Records from a data source:
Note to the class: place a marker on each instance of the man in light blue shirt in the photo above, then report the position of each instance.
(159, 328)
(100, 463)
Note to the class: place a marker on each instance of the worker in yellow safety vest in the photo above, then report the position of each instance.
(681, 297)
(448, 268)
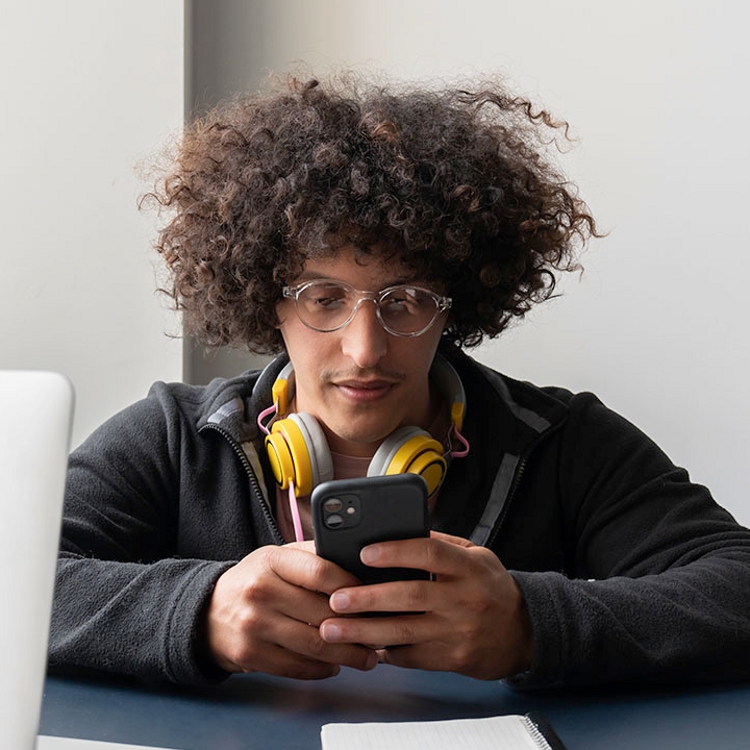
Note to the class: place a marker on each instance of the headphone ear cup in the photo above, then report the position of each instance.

DIRECTIONS = All the data above is to be transcribed exactly, with no pictures included.

ANSWER BOX =
Note to the class: place a marker on each instance of the man in light blue shirt in the photo above, then report the position of each instance.
(159, 328)
(100, 463)
Note to the class: place a marker on each instance of the worker in yellow safety vest in the photo above, then report the position of each instance.
(681, 297)
(448, 268)
Note to the class: place a marker on each instance of the headphone ear cup in the photo above, then report the position of each instance.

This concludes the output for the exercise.